Marsaskala Legends Futsal
- Full name: Marsaskala Legends Futsal Club
- Nicknames: Legends, Sea Southsiders
- Ground: National Sports School Pavilion / De La Salle Pavilion
- Coach: Jovica Milijić
- League: Maltese Futsal League
- 2025–26: In progress
| Home colours |

= Marsaskala Legends Futsal Club =

Marsaskala Legends Futsal Club is a futsal team based in the town of Marsaskala, located in southeastern Malta. The club currently competes in the Maltese Futsal League, Malta's top-tier futsal competition.

== History ==

=== Early participation ===
Marsaskala had a futsal team competing as early as the 2010–11 season, coinciding with the founding of Marsaskala F.C. as an amateur futsal club.

=== Recent years ===
Marsaskala Legends emerged under their current name in the early 2020s, gaining attention in the Maltese Futsal League.

In the 2024–25 season, the team made a strong start. On 21 October 2024, they recorded a dominant 5–0 win over the Malta U-19 national selection, their second consecutive victory. Just days later, they narrowly defeated the University of Malta team 5–4 to go top of the standings.

■ **Prompt 1**
Pull out every line of the records that contains the string "positive".
The futsal club article and the records come from separate sources.

■ **Working data**
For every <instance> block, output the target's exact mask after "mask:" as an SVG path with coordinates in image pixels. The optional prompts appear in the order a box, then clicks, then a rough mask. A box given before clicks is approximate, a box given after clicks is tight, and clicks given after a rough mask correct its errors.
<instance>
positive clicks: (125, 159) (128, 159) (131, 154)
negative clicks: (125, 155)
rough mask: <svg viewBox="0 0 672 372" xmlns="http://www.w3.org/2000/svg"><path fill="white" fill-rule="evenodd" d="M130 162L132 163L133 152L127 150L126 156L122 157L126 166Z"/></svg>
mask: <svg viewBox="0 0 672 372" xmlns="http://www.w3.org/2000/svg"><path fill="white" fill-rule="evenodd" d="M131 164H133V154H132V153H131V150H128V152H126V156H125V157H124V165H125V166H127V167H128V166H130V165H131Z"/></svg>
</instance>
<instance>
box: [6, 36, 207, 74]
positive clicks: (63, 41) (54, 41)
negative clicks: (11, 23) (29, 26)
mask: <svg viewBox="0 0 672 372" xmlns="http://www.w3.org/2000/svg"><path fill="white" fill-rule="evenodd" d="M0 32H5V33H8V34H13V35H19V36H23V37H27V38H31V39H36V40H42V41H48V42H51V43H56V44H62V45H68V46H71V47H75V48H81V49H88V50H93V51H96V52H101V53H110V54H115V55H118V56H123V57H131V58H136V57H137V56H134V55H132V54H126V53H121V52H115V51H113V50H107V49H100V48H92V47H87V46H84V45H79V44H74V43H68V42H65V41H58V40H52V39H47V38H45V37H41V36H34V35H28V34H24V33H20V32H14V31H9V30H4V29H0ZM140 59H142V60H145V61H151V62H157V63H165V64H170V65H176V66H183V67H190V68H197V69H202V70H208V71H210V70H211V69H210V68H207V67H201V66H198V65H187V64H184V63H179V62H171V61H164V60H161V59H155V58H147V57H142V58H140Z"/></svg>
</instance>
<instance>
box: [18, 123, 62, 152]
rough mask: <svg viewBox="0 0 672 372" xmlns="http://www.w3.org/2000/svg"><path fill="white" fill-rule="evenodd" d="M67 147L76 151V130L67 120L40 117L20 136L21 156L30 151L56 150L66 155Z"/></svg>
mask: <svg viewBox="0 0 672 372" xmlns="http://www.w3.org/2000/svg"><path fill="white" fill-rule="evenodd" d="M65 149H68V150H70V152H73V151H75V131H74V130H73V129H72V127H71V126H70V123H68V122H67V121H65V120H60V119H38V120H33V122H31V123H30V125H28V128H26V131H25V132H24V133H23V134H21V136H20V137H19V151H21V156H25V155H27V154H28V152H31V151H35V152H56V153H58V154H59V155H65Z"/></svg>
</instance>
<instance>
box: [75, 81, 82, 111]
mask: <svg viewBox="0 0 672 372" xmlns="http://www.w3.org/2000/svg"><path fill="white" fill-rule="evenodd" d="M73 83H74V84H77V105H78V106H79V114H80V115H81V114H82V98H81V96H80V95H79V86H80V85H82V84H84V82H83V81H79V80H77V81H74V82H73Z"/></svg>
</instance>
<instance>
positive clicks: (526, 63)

==

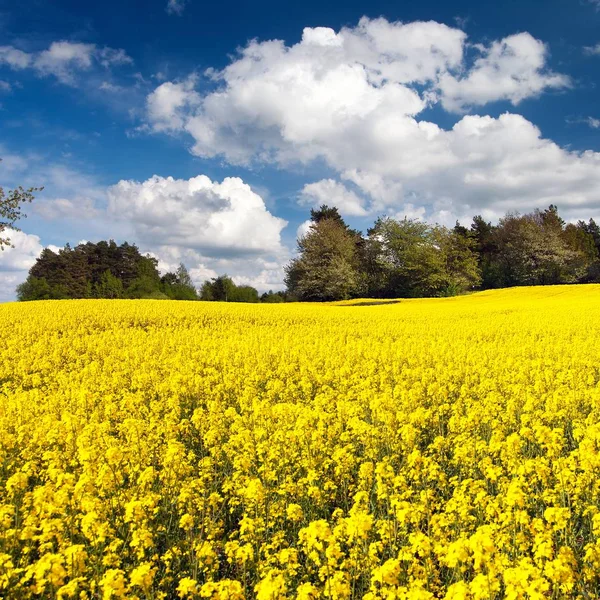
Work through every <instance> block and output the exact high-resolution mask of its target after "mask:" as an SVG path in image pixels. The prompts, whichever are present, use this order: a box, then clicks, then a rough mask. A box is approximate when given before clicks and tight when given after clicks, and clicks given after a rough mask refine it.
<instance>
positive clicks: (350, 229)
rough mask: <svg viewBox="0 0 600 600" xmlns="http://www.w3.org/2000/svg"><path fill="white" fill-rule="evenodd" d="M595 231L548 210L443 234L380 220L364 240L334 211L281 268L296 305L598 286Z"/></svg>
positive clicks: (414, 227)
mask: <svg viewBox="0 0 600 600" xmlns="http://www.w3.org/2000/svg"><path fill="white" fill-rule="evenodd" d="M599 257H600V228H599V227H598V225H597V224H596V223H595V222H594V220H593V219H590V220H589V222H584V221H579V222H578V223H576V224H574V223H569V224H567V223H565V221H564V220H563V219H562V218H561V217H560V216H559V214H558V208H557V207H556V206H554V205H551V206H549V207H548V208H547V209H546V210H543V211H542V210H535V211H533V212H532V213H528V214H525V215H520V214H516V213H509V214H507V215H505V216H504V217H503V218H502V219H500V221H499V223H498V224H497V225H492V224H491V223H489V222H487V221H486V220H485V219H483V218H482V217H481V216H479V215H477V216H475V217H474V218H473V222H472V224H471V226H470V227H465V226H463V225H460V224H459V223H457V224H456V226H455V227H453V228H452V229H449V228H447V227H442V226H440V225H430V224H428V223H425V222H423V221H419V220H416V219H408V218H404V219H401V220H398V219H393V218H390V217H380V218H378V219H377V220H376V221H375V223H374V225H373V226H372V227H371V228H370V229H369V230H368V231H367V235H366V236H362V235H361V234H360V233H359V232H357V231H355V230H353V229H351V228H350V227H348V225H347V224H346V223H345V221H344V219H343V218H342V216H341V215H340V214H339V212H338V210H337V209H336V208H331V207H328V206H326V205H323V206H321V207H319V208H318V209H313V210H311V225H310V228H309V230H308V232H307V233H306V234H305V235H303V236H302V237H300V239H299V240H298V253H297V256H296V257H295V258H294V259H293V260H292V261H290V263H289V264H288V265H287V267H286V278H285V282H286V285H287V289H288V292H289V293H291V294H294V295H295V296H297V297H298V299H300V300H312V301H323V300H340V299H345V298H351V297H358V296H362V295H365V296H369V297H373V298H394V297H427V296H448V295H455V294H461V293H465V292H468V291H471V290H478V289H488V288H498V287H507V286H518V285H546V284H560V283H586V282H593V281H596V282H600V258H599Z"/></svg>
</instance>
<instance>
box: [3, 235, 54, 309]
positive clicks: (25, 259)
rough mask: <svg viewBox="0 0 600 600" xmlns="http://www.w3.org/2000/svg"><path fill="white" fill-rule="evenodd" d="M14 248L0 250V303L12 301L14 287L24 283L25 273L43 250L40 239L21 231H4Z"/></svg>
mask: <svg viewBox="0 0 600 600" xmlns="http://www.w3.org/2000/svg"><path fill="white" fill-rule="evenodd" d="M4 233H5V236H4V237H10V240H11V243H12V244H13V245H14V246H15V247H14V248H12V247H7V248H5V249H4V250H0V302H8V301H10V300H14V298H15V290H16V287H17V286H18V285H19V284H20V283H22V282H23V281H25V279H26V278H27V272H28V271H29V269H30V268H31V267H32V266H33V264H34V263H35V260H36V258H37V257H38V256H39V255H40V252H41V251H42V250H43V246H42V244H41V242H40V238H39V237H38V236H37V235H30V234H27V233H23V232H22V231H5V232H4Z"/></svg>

* * *

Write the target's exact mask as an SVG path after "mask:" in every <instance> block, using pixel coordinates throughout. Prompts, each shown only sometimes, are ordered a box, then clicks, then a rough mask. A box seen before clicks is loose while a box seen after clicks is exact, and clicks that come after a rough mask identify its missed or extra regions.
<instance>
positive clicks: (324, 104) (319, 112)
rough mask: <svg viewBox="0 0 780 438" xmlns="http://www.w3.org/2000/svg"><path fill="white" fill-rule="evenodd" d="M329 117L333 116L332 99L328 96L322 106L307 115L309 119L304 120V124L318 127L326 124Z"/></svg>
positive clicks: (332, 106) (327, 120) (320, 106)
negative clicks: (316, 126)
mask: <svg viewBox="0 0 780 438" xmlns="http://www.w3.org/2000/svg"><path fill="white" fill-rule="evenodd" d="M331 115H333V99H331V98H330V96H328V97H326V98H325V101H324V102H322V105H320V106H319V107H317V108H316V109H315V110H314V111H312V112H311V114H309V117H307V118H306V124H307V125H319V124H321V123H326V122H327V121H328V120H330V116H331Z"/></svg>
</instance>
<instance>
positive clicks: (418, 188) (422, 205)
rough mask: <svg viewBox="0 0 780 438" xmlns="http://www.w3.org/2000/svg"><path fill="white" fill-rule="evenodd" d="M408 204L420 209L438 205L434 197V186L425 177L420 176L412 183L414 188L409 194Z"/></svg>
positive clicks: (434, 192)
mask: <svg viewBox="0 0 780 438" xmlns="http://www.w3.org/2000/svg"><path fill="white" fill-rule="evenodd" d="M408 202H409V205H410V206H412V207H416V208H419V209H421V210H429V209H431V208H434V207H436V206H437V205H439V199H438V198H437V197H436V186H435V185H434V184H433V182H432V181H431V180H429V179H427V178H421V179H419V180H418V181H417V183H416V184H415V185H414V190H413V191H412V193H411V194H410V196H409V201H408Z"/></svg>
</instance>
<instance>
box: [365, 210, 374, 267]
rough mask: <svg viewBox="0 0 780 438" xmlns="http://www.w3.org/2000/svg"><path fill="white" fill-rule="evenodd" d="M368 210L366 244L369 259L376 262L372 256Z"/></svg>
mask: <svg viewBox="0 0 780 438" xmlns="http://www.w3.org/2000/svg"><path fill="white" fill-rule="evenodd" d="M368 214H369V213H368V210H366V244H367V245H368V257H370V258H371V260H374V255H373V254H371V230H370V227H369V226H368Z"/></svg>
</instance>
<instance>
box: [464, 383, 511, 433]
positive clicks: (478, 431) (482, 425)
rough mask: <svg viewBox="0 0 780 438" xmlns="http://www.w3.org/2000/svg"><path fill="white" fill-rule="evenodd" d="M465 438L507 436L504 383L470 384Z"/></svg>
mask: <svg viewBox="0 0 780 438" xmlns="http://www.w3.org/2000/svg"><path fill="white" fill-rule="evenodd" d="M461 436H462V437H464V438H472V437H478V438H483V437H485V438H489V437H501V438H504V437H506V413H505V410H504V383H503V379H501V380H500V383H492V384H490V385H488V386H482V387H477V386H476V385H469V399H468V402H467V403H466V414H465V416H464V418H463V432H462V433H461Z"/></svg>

■ **Prompt 2**
Carry the Marsaskala Legends club article on past its last sentence.

■ **Exercise answer 1**
positive clicks: (125, 159) (128, 159) (131, 154)
positive clicks: (63, 41) (54, 41)
positive clicks: (526, 63)
positive clicks: (350, 229)
positive clicks: (414, 227)
positive clicks: (25, 259)
positive clicks: (324, 104) (319, 112)
positive clicks: (332, 106) (327, 120) (320, 106)
positive clicks: (418, 188) (422, 205)
positive clicks: (434, 192)
positive clicks: (478, 431) (482, 425)

■ **Exercise answer 2**
By January 2025, they were sitting fourth in the table with 13 points, despite a heavy 13–2 loss to defending champions Luxol.

===Youth League===
On 26 May 2023, Marsaskala won the MFA Youth Futsal Challenger Cup after defeating Pembroke Athleta 4–3.

== Home venue ==
Marsaskala Legends do not have a dedicated home arena but commonly play at the National Sports School Pavilion and De La Salle Pavilion, shared with other Maltese futsal clubs.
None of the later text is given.